• PROBLEM: Rewrite the material below, replacing every instance of "clicks" with "points" and leaving everything else unchanged. Omit the pictures from your version.

Start of INPUT MATERIAL

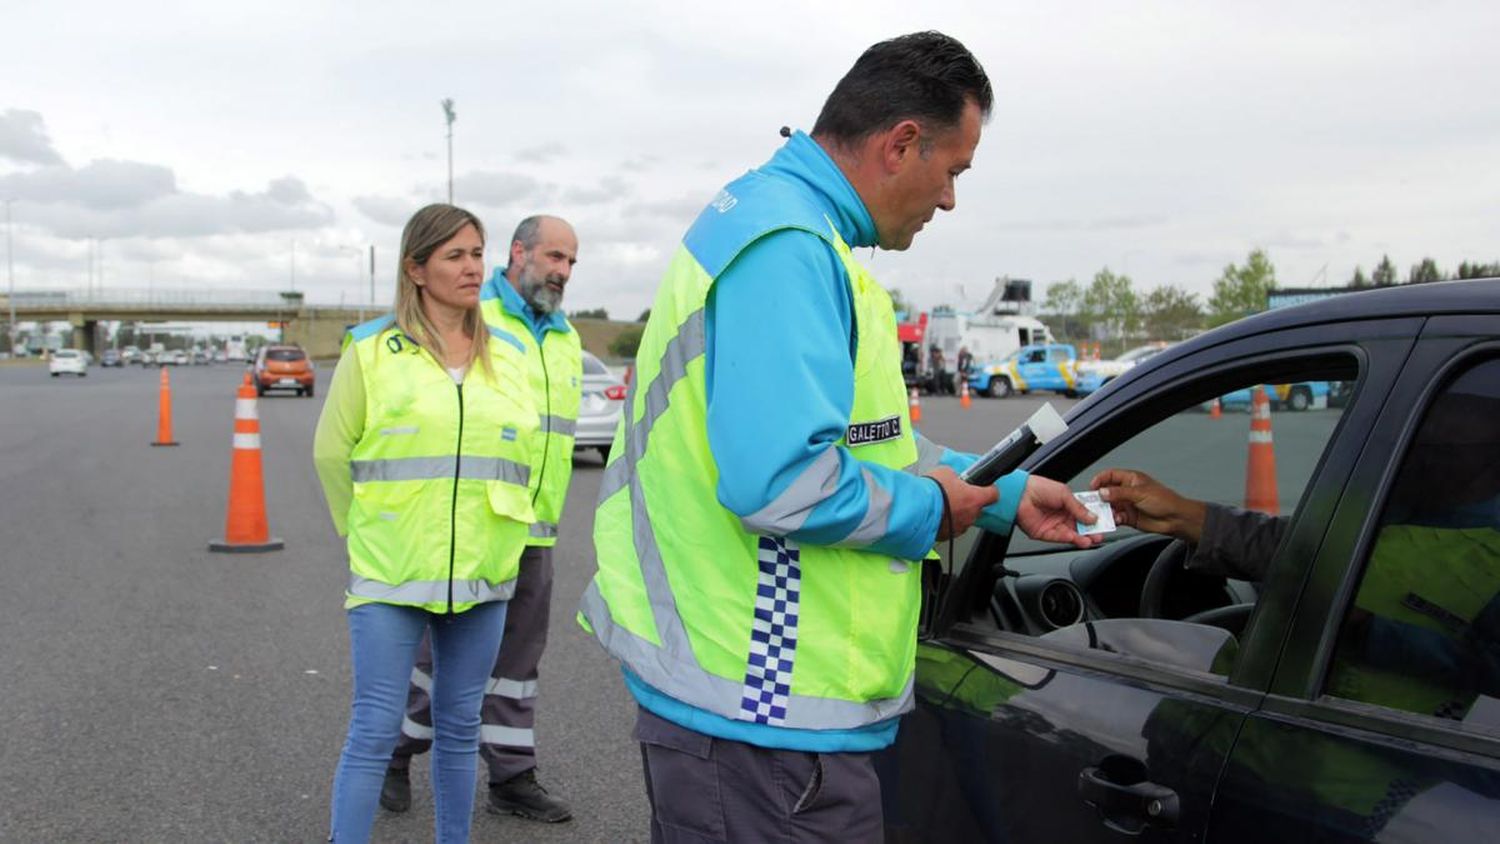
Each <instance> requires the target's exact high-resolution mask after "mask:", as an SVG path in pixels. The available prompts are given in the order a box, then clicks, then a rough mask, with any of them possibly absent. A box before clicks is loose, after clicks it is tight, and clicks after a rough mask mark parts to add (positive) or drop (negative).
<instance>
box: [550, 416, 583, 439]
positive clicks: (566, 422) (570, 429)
mask: <svg viewBox="0 0 1500 844" xmlns="http://www.w3.org/2000/svg"><path fill="white" fill-rule="evenodd" d="M541 427H543V429H544V430H546V432H547V433H561V435H562V436H573V433H574V432H576V430H577V420H570V418H567V417H559V415H555V414H550V415H549V414H543V415H541Z"/></svg>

End of INPUT MATERIAL

• THE COMPLETED TASK:
Each <instance> requires the target's exact high-resolution mask after "mask:", as an SVG path in pixels. The available prompts are given in the order a box, then points, then a rough mask, with any of them possibly absent. A box before points is loose, after points it is tight, and points after a rough mask mark parts to add (positive) or drop (negative).
<instance>
box: [550, 416, 583, 439]
positive points: (566, 422) (570, 429)
mask: <svg viewBox="0 0 1500 844" xmlns="http://www.w3.org/2000/svg"><path fill="white" fill-rule="evenodd" d="M541 427H543V429H544V430H546V432H547V433H561V435H562V436H573V433H574V432H576V430H577V420H570V418H567V417H559V415H555V414H550V415H549V414H543V415H541Z"/></svg>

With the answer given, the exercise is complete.